----- Material shown -----

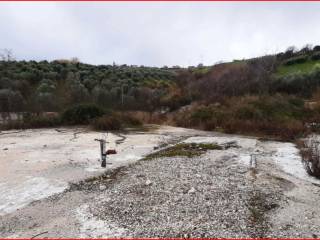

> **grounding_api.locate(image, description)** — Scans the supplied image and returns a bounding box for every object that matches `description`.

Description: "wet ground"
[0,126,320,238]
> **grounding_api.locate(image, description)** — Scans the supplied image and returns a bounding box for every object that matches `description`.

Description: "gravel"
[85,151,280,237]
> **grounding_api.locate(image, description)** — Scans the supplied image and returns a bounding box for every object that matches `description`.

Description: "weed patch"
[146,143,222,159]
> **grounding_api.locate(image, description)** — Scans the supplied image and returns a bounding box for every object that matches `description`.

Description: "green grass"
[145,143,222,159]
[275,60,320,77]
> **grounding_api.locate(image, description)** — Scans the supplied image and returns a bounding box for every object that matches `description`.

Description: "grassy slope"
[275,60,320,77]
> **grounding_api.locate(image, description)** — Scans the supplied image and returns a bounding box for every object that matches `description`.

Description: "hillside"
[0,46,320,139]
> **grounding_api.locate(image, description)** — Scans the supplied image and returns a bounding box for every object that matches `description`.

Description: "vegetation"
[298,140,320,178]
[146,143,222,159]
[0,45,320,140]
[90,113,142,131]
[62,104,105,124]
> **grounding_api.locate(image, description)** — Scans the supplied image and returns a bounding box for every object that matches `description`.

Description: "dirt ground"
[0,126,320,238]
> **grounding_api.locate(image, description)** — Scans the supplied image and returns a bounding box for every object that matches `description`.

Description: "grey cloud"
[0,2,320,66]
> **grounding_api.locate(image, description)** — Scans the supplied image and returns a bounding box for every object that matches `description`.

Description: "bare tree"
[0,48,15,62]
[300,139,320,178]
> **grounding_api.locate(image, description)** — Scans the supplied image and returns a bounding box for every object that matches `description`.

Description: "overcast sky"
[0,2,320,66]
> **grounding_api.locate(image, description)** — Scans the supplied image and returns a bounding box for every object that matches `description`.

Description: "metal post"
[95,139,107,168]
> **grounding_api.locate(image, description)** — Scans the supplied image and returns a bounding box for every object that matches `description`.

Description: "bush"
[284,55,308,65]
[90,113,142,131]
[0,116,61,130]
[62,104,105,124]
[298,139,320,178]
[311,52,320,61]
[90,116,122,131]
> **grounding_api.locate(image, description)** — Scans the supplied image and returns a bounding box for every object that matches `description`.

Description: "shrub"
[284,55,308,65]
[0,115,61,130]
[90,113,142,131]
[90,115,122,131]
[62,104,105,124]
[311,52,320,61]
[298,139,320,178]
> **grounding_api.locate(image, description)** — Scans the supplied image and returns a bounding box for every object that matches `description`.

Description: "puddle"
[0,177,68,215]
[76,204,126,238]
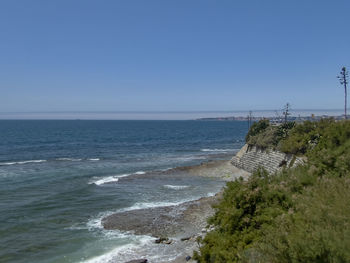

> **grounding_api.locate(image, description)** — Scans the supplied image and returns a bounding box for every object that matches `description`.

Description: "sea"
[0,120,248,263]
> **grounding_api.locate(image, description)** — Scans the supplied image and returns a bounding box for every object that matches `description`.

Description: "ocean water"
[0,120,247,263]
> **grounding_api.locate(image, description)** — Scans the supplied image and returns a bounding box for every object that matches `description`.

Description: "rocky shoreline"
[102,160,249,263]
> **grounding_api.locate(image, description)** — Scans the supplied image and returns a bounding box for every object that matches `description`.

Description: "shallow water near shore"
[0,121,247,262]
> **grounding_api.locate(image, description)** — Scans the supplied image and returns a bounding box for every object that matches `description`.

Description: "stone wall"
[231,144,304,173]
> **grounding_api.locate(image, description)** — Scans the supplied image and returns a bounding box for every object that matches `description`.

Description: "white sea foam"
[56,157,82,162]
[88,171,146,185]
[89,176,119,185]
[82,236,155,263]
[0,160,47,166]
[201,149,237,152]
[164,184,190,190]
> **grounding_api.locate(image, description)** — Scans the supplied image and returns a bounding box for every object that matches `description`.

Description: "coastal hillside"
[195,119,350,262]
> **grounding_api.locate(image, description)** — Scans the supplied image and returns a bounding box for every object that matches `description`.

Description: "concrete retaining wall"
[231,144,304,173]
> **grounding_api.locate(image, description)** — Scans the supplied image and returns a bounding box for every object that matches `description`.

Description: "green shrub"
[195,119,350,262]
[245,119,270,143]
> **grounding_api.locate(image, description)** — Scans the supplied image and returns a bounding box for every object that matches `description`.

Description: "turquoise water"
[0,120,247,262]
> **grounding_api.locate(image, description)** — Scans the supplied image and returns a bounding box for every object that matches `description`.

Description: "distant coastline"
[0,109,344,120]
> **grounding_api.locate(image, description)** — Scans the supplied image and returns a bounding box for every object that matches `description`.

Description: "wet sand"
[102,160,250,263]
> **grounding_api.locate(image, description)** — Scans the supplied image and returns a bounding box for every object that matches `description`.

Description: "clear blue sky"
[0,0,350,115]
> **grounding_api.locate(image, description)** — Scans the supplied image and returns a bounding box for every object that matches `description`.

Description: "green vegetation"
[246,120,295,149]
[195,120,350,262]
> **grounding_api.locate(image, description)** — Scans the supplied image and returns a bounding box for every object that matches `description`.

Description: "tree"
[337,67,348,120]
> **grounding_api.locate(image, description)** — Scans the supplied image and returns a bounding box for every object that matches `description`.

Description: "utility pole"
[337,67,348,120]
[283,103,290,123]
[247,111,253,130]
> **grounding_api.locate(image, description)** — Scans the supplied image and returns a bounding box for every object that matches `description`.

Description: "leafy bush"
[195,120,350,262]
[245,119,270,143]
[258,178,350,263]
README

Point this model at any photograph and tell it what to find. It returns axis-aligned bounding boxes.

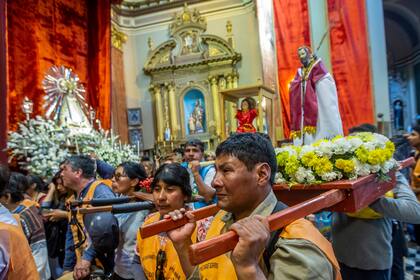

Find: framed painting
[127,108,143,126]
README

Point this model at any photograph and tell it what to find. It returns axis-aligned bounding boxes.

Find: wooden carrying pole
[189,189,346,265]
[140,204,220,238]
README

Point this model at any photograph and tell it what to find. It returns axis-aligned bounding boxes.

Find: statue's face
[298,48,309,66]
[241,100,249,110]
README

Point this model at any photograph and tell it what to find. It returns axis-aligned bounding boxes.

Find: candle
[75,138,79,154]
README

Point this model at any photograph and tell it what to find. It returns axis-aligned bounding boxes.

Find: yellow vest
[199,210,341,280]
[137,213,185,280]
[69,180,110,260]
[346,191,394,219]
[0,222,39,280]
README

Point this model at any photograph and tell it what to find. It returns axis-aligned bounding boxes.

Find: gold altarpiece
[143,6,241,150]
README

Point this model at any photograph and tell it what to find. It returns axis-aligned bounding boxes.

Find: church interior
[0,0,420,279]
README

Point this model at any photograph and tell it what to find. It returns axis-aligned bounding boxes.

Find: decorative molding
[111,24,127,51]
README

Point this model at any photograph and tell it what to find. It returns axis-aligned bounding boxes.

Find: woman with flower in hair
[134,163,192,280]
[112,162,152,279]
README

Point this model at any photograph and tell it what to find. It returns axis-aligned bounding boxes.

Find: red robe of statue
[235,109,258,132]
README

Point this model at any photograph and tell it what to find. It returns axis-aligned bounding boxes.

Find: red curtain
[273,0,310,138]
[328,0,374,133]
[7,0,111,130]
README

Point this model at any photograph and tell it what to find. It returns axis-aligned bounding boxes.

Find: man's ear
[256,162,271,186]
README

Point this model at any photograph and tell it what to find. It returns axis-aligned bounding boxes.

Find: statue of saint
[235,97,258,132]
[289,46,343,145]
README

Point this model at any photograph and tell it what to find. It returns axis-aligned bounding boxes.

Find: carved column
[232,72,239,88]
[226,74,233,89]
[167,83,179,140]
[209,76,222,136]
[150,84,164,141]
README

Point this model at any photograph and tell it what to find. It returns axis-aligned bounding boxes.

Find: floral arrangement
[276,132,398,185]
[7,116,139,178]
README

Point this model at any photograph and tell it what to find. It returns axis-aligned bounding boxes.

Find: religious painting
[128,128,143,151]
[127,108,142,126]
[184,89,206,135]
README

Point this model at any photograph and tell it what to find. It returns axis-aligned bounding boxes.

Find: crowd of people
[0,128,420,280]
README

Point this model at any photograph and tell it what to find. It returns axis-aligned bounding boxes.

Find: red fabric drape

-----

• Instructions for the task
Gather every line of the records that contains the string "statue" and copy each one in full. Case counts.

• Exercise result
Find: statue's face
Find: red robe of statue
Find: statue of saint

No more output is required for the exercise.